* GIVEN INSTRUCTION: Copy the records below exactly as they appear.

(Stored data)
----

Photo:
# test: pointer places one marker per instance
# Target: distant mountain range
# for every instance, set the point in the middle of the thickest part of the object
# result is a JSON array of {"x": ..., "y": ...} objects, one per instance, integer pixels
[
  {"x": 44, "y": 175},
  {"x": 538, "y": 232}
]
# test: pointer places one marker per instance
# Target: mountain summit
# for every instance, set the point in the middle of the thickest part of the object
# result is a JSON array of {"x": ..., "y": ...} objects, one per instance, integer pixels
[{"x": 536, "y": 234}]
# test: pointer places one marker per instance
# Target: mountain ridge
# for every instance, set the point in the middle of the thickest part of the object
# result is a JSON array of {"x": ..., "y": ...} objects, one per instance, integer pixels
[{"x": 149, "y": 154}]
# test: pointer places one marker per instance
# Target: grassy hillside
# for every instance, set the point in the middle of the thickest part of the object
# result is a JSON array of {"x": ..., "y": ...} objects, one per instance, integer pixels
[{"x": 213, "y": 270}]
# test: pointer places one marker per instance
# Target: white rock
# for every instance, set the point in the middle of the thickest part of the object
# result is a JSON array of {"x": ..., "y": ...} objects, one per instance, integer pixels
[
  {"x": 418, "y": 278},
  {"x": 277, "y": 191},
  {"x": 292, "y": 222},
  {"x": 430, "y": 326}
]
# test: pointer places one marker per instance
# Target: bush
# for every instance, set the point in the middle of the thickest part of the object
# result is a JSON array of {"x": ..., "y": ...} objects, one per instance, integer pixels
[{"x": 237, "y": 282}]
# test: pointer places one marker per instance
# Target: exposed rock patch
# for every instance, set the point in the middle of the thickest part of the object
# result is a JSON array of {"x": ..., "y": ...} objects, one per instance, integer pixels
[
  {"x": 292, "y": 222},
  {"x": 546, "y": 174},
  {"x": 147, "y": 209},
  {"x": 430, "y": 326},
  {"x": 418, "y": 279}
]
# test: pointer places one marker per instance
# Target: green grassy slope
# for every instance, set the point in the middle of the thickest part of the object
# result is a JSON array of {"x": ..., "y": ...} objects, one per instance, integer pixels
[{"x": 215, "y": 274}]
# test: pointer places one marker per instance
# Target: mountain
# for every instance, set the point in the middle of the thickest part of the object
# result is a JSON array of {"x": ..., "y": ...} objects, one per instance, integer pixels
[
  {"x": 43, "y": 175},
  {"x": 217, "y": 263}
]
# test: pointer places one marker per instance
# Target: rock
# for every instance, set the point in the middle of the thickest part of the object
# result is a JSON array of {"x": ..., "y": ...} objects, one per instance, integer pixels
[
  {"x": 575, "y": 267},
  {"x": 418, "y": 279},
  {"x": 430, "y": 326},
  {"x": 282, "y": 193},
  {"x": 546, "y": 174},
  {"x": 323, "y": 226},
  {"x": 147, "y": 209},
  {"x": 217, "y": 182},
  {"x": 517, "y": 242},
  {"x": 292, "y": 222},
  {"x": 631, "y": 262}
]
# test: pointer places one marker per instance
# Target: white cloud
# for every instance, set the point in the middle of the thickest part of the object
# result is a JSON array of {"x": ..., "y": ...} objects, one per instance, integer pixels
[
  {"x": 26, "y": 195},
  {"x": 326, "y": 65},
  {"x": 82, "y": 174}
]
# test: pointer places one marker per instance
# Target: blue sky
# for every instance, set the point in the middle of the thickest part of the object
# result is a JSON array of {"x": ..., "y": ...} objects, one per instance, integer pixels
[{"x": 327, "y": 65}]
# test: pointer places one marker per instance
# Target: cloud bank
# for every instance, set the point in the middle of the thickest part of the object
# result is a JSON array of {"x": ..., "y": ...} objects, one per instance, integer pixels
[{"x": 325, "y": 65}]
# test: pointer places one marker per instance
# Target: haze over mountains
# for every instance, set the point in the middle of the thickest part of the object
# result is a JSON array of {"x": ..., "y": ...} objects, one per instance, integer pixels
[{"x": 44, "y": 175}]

----

* WRITTEN SOLUTION:
Photo:
# test: pointer places one marker per instance
# Target: distant mountain range
# for every instance, set the point in the middle of the thickest part of the object
# result is a JSON array of {"x": ..., "y": ...} objects, one per instance, integer pixels
[
  {"x": 44, "y": 175},
  {"x": 538, "y": 232}
]
# test: pointer places one marker per instance
# Target: mountain summit
# for every instance, set the point in the middle of the thickest part of the object
# result is a JSON array of {"x": ..., "y": ...} objects, one per instance, integer pixels
[{"x": 536, "y": 234}]
# test: pointer places one marker per instance
# Target: mountain ridge
# for every instance, set the point in the middle of the thickest part of the object
# result is a JSON array of {"x": ..., "y": ...} objects, one per instance, integer pixels
[{"x": 149, "y": 154}]
# test: pointer places one marker per instance
# Target: grassy hillside
# for every instance, set the point in the middle of the thickest part of the object
# result is a JSON array of {"x": ..., "y": ...} objects, one per instance, integer pixels
[{"x": 213, "y": 270}]
# test: pointer places one marker per instance
# Target: white rock
# for every instance, set the point in the middle of the thickest part of the object
# result is a JSON array of {"x": ..., "y": ...} objects, one per instance, integer pixels
[
  {"x": 418, "y": 278},
  {"x": 277, "y": 191},
  {"x": 292, "y": 222},
  {"x": 430, "y": 326}
]
# test: pointer places one marker per instance
# Target: bush
# for every instance, set the point in the middle of the thickest part of the object
# result is a JSON array of {"x": ..., "y": ...} objects, one per instance, integer pixels
[{"x": 237, "y": 282}]
# test: pointer places one marker per instance
# Target: exposed rock patch
# for every instance, set the point in the middle of the thickest part of the object
# result is a JSON array of {"x": ..., "y": ...} objects, one per instance, integer pixels
[
  {"x": 292, "y": 222},
  {"x": 546, "y": 174},
  {"x": 147, "y": 209},
  {"x": 430, "y": 326},
  {"x": 418, "y": 279}
]
# test: pointer places one marker per instance
# Target: green grassy slope
# for every instance, set the point in the middle of the thickest part of the object
# result is a JSON array of {"x": ..., "y": ...} objects, one per instance, integer pixels
[{"x": 215, "y": 274}]
# test: pointer places one marker per instance
# Target: mountain
# for every instance, set the point in the middle of the thickest part of the object
# result is a JSON array of {"x": ..., "y": ...} objects, one per instance, integer pixels
[
  {"x": 43, "y": 175},
  {"x": 217, "y": 263}
]
# test: pointer places one marker per instance
# Target: rock
# for every instance, set the point in the middle of the thickest part of the object
# result is a JSON array of {"x": ..., "y": ...} objects, one per instance, integer pixels
[
  {"x": 575, "y": 267},
  {"x": 418, "y": 279},
  {"x": 430, "y": 326},
  {"x": 282, "y": 193},
  {"x": 546, "y": 174},
  {"x": 323, "y": 226},
  {"x": 147, "y": 209},
  {"x": 217, "y": 182},
  {"x": 517, "y": 242},
  {"x": 292, "y": 222},
  {"x": 631, "y": 262}
]
# test: pointer places one marker per instance
# Target: white cloud
# for every instance, set the point in the middle of the thickest part of the object
# result is a JSON array of {"x": ..., "y": ...} objects, one per instance, integer pixels
[
  {"x": 26, "y": 195},
  {"x": 326, "y": 65},
  {"x": 82, "y": 174}
]
# test: pointer places one marker per instance
# Target: blue sky
# for every instance, set the point in the middle of the thickest part of the object
# result is a JSON array of {"x": ..., "y": ...} objects, one per instance, integer pixels
[{"x": 327, "y": 65}]
# test: pointer places one marker per instance
# Target: cloud bank
# for every instance, set the point in the middle of the thickest part of the object
# result is a JSON array of {"x": ..., "y": ...} objects, one per instance, integer pixels
[{"x": 325, "y": 65}]
# test: pointer places one marker per instance
# Target: haze over mountains
# for every instance, set the point in the middle of the thickest part of the object
# result is a JSON array of {"x": ..., "y": ...} objects, one per instance, integer pixels
[{"x": 44, "y": 175}]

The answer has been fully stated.